**** Oefentekst

RECHTBANK NOORD-NEDERLAND

Afdeling strafrecht
Locatie Assen
Parketnummer 18/240236-20
Vonnis van de meervoudige kamer voor de behandeling van strafzaken d.d. 15 april 2021 in de zaak van het openbaar ministerie tegen de verdachte
[verdachte] ,
geboren op [geboortedatum] 1980 te [geboorteplaats] ,
wonende te [adres] ,
thans gedetineerd te P.I. Leeuwarden.
Dit vonnis is gewezen naar aanleiding van het onderzoek ter terechtzitting van 1 april 2021.
Verdachte is verschenen, bijgestaan door mr. J. Boksem, advocaat te Leeuwarden. Het openbaar ministerie is ter terechtzitting vertegenwoordigd door mr. P. Senior.

Tenlastelegging

Aan verdachte is, na wijziging van de tenlastelegging en na nadere omschrijving van de tenlastelegging, ten laste gelegd dat:
1
hij in of omstreeks de periode van 1 januari 2020 tot en met 23 september 2020 te Emmen, althans in Nederland tezamen en in vereniging met een of meer anderen, althans alleen,
opzettelijk heeft geteeld en/of bereid en/of bewerkt en/of verwerkt en/of verkocht en/of afgeleverd en/of verstrekt en/of vervoerd, een (grote) hoeveelheid van een materiaal bevattende cocaine, zijnde cocaine een middel als bedoeld in de bij de Opiumwet behorende lijst I, dan wel aangewezen krachtens het vijfde lid van artikel 3a van die wet
en/of
hij op of omstreeks 23 september 2020 te Emmen, althans in Nederland tezamen en in vereniging met een of meer anderen, althans alleen, opzettelijk aanwezig heeft gehad,
ongeveer 1027 gram, in elk geval een hoeveelheid van een materiaal bevattende cocaine, zijnde cocaine een middel als bedoeld in de bij de Opiumwet behorende lijst
I, dan wel aangewezen krachtens het vijfde lid van artikel 3a van die wet;
2
hij in of omstreeks de periode van 1 januari 2020 tot en met 23 september 2020 te Emmen, althans in Nederland, tezamen en in vereniging met een of meer anderen, althans alleen,
van één of meerdere voorwerpen (een geldbedrag)

********

■ **Opdracht 1**: Herhaal uit het vonnis letterlijk alles van "RECHTBANK NOORD-NEDERLAND" tot en met "mr. P. Senior.".
■ **Opdracht 2**: Som alle volledige datums (dag, maand en jaar) op die in het vonnis voorkomen. Noem elke datum één keer.
Baseer u uitsluitend op het vonnis.

**** De gegevens

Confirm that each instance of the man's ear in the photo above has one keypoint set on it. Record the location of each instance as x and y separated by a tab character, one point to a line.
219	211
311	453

********

■ **Antwoord 1**:
RECHTBANK NOORD-NEDERLAND

Afdeling strafrecht
Locatie Assen
Parketnummer 18/240236-20
Vonnis van de meervoudige kamer voor de behandeling van strafzaken d.d. 15 april 2021 in de zaak van het openbaar ministerie tegen de verdachte
[verdachte] ,
geboren op [geboortedatum] 1980 te [geboorteplaats] ,
wonende te [adres] ,
thans gedetineerd te P.I. Leeuwarden.
Dit vonnis is gewezen naar aanleiding van het onderzoek ter terechtzitting van 1 april 2021.
Verdachte is verschenen, bijgestaan door mr. J. Boksem, advocaat te Leeuwarden. Het openbaar ministerie is ter terechtzitting vertegenwoordigd door mr. P. Senior.

■ **Antwoord 2**: 15 april 2021, 1 april 2021, 1 januari 2020, 23 september 2020